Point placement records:
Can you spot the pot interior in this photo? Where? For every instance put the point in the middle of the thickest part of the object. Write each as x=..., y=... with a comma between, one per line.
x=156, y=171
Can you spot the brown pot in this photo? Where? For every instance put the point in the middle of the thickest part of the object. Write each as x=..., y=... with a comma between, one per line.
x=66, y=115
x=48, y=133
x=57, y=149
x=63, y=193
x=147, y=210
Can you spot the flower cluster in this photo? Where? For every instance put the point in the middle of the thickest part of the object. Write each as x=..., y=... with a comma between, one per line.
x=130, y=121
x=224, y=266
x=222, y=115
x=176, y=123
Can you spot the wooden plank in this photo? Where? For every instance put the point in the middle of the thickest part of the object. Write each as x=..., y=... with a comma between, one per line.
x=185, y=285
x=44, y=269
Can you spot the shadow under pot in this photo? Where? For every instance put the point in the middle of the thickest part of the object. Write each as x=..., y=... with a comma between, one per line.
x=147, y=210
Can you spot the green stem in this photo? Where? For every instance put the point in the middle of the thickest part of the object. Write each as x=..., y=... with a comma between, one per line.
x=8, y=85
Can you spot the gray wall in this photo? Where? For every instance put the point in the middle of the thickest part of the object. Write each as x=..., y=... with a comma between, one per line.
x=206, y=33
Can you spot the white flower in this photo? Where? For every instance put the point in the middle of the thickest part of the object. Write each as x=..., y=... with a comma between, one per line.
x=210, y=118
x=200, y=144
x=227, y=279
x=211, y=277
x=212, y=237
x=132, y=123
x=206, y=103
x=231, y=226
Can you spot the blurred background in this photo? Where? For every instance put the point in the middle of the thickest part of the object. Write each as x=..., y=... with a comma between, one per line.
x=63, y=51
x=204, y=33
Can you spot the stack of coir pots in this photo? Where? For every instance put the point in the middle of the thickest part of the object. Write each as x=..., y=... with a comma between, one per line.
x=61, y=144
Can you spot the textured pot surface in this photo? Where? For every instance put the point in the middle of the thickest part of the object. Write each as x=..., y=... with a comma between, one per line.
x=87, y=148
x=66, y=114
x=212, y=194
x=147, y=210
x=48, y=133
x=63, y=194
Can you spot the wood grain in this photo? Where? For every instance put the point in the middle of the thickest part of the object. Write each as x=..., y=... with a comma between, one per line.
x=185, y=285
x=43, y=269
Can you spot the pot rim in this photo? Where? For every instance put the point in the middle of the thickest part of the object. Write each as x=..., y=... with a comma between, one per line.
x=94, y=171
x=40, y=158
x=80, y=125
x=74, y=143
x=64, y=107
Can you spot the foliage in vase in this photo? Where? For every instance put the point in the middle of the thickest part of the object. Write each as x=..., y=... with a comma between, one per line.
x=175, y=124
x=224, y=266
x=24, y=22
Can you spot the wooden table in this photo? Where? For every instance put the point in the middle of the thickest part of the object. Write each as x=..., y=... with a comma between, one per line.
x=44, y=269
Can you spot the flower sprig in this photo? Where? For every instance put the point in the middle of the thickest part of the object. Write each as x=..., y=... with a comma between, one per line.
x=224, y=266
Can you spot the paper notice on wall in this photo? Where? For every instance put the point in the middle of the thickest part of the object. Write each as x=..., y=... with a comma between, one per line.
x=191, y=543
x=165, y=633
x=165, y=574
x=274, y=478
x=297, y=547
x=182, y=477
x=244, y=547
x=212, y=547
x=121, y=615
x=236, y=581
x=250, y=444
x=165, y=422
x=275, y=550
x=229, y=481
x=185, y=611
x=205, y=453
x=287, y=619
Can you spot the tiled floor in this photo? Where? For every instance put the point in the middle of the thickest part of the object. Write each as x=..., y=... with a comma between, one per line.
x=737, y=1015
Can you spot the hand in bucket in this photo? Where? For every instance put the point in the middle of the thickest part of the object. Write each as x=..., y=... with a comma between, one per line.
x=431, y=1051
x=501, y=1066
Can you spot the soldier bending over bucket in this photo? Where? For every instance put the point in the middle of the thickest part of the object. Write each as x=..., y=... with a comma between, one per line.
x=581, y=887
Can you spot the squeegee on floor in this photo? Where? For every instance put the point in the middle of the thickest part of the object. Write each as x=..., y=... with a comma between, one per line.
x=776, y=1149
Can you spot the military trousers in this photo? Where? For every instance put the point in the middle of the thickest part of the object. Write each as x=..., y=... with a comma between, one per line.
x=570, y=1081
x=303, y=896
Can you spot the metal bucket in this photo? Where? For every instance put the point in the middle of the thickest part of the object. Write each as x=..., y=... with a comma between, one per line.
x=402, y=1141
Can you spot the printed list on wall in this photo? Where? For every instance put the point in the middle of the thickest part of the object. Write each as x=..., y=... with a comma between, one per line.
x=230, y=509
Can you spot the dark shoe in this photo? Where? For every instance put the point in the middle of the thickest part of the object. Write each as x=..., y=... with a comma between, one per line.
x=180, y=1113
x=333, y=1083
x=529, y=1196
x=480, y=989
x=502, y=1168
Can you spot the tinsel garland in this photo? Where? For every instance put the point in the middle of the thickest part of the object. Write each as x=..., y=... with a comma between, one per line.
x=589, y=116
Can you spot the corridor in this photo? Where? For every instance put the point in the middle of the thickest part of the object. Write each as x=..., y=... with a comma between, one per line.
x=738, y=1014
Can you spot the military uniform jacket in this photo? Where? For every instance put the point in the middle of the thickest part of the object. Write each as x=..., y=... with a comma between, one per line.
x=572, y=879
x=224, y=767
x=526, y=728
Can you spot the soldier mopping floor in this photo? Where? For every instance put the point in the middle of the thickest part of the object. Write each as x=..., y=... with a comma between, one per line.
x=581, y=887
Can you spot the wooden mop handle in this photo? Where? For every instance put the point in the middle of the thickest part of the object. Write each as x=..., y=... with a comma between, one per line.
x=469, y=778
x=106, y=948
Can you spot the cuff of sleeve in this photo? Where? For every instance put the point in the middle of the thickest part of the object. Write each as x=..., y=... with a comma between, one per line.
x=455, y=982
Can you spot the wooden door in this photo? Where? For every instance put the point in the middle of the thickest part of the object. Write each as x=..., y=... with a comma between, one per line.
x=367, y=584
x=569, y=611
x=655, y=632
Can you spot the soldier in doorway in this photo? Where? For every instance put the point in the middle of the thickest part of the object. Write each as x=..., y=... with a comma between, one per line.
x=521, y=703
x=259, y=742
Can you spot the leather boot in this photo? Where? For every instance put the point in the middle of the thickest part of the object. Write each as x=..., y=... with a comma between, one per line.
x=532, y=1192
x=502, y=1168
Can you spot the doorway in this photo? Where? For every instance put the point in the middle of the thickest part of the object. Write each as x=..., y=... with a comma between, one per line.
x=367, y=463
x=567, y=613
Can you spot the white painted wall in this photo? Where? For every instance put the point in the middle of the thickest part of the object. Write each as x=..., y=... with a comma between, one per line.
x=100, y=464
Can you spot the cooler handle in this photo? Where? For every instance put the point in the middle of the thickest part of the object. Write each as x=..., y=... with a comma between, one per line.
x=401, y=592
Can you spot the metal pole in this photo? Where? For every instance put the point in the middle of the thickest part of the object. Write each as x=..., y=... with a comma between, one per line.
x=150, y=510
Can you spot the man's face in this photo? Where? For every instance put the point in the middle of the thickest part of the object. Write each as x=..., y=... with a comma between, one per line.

GIVEN EXERCISE:
Rewrite the whole listing above, putting "widest part" wherever "thickest part" appears and leaving everything else unchanged.

THE SOLUTION:
Can you spot the pot interior in this photo? Where? For every instance put the point in the middle of the widest part of the object. Write each as x=..., y=... with a comma between, one per line.
x=156, y=171
Can you spot the brown pot in this photo? Where? For every instance put the point in the middle of the widest part of the object. Write each as x=..., y=... with a comma between, one per line.
x=66, y=115
x=48, y=133
x=57, y=149
x=63, y=193
x=147, y=210
Can you spot the flower cluster in this photo? Where? For every instance put the point in the middle of the widest part of the object. Write each as x=..., y=... with a comma between, one per line.
x=130, y=121
x=224, y=266
x=222, y=115
x=176, y=123
Can you spot the wooden plank in this photo? Where? For every instance put the point in the middle of the widest part of the object. Write each as x=..., y=... with a comma between, one per line.
x=185, y=285
x=44, y=269
Can you spot the shadow under pot in this photo? Where? For every instance put the point in the middle of the widest part of the object. Write each as x=..., y=... with a comma between, one per line.
x=147, y=210
Can you spot the green stem in this photo? Where? For every instance put the point in the middle of the widest part of the object. Write each as x=..., y=... with a comma between, one per line.
x=8, y=85
Can you spot the gray wall in this photo? Where? For every instance put the point in the middle of the widest part of the object. Write each as x=..., y=... with a comma between, one per line.
x=206, y=33
Can you spot the white flower in this photo? Where? For every instance put the point in the middle of the widest part of the object. Write each as x=..., y=... with a comma between, one per line.
x=210, y=118
x=200, y=144
x=227, y=279
x=211, y=277
x=212, y=237
x=132, y=123
x=206, y=103
x=231, y=226
Can you spot the blurred background in this photo? Where? For every instance put the point in the middle of the widest part of the object. Write each as x=..., y=... with a comma between, one per line.
x=63, y=51
x=204, y=33
Can you spot the stack of coir pots in this photo? Where? For every instance put the point in the middle of the widest part of the object. Write each as x=..., y=... with a comma between, one per line.
x=61, y=144
Can you spot the textured pot surface in this photo? Where? For every instance put the point in the middle of the widest part of the object. Write each as x=..., y=... with a comma between, one per line.
x=87, y=148
x=66, y=114
x=212, y=194
x=147, y=210
x=48, y=133
x=63, y=194
Can you spot the wood grain in this photo? Where? For every instance put the point in the middle of the widest part of the object. Write each as x=..., y=... with a comma between, one per line.
x=185, y=285
x=43, y=269
Can you spot the pot rim in this photo? Where? For every instance put the point in the middle of the widest part of the object. Write each as x=..., y=... with a comma between, one per line.
x=94, y=171
x=40, y=158
x=80, y=125
x=74, y=143
x=64, y=107
Can you spot the foliage in vase in this photo? Where? For every instance put the point in the middle of the widest part of the object. Write each as x=..., y=... with a comma between, one per line.
x=175, y=124
x=224, y=266
x=24, y=22
Can you spot the wooden table in this photo? Where? For every instance put the point in the middle of the widest part of the object. Write each as x=..., y=... with a comma between, one per line.
x=44, y=269
Can you spot the flower sprig in this photo? Where? For every instance put the point in the middle of the widest part of the object. Write each as x=..., y=... with a comma between, one per line.
x=224, y=266
Can you spot the paper notice on wall in this photo? Where? For every instance put the point in the middle of the widest part of the object. Write each as x=..., y=... with a comma between, one per line.
x=191, y=543
x=165, y=633
x=165, y=574
x=274, y=478
x=297, y=547
x=182, y=477
x=244, y=547
x=212, y=547
x=121, y=615
x=236, y=581
x=250, y=444
x=165, y=422
x=275, y=550
x=229, y=481
x=185, y=611
x=205, y=453
x=287, y=619
Can you spot the tiled floor in this photo? Where? For every instance put the point in the middle of the widest part of the object. Write each as x=..., y=... with a comma between, one per line.
x=737, y=1015
Can you spot the hand in bucket in this photo? Where? For every instance put the point in the middle of the widest part of the object. Write each as x=..., y=... with a comma between, one per line.
x=431, y=1051
x=501, y=1066
Can you spot the soldier bending over bucket in this photo? Where? For every instance put the point in the middle of the widest part of the object. Write each as x=..., y=... with a comma between, one per line.
x=581, y=887
Can you spot the squeegee on floor in this photo? Where? For every instance put the point in the middle of the widest part of the object. Write each as x=..., y=... with a comma between, one per line.
x=776, y=1149
Can you spot the military trousers in this photo? Where? For every instance put the point in the middle of the widest part of the object. Write each as x=..., y=... with a comma between, one per line.
x=570, y=1081
x=303, y=896
Can you spot the metal bucket in this photo? Where? For every instance put the point in the middle of the widest part of the object. Write each as x=..., y=... with a comma between, one per line.
x=402, y=1141
Can you spot the printed list on wall in this photo? Where? For every instance put the point in the middle of the widest part of the object. Write each as x=..., y=... with a comma between, one per line.
x=230, y=509
Can you spot the dark shoe in this photo? Where? For every instance put the point in the middle of the widest part of the object. Write each as x=..., y=... with a comma between, one per line.
x=180, y=1113
x=333, y=1083
x=529, y=1196
x=480, y=989
x=502, y=1168
Can you spot the tinsel garland in this photo? Where? For every instance put the point in the middle of the widest part of the object. Write each as x=..., y=... with a comma between, one per line.
x=589, y=116
Can you spot the corridor in this photo? Where? For every instance put the point in the middle of the widest part of the object. Write each as x=..., y=... with a comma between, one per line.
x=738, y=1014
Can you spot the military uniform jacket in this photo? Where? For every instance put the point in the middle of the widest part of the object. Write each as x=..., y=... with a comma between, one per line.
x=572, y=879
x=224, y=767
x=526, y=728
Can you spot the soldier mopping floor in this photo? Where? For every instance put the point in the middle of the widest part of the object. Write each as x=..., y=... with a comma between, one per line.
x=581, y=887
Can you spot the wooden mop handle in this photo? Where? For every instance put the point in the middle of the widest part of the object. Write each as x=..., y=... with a comma between, one per line.
x=469, y=778
x=106, y=948
Can you spot the cuff of sleeve in this photo? Where? For every instance put the point in the middle of the widest part of the object. Write each as x=..., y=... with a comma between, one per line.
x=455, y=982
Can you spot the wooden door in this photo? Where? For every instance put the point in the middle of the widest part of the object. Write each as x=..., y=... with a comma between, one per line.
x=367, y=584
x=569, y=611
x=655, y=632
Can you spot the soldier in doorway in this photo? Where? For every instance put the point in the middle of the widest part of the object. Write each as x=..., y=... with a comma between, one per line.
x=521, y=703
x=259, y=742
Can you spot the leather boot in this photo? Where? For every instance put the point in the middle of the widest part of the object. Write each as x=..., y=... with a comma between, one per line.
x=532, y=1192
x=502, y=1168
Can you spot the doorway in this photo? Where? For every instance put the point in the middle of the widest part of the object. Write each as x=..., y=... with a comma between, one per line.
x=367, y=463
x=567, y=613
Can you spot the white painted wall in this photo? Where? For every instance put the point in the middle of the widest part of the object. Write each as x=..., y=... with a comma between, one per line.
x=100, y=464
Can you spot the cooler handle in this photo? Where? For every instance put the point in the middle of the widest part of the object. Write each as x=..., y=... with a comma between, one per line.
x=401, y=592
Can you spot the metal pole in this photo? Where? For every instance put the point in the middle of the widest part of the object. Write each as x=..., y=... with a comma between, one per line.
x=150, y=510
Can you spot the man's face in this photo? Where? For every instance put the point in the middle of the widest part of the object. Write each as x=..., y=... with a comma between, one per line.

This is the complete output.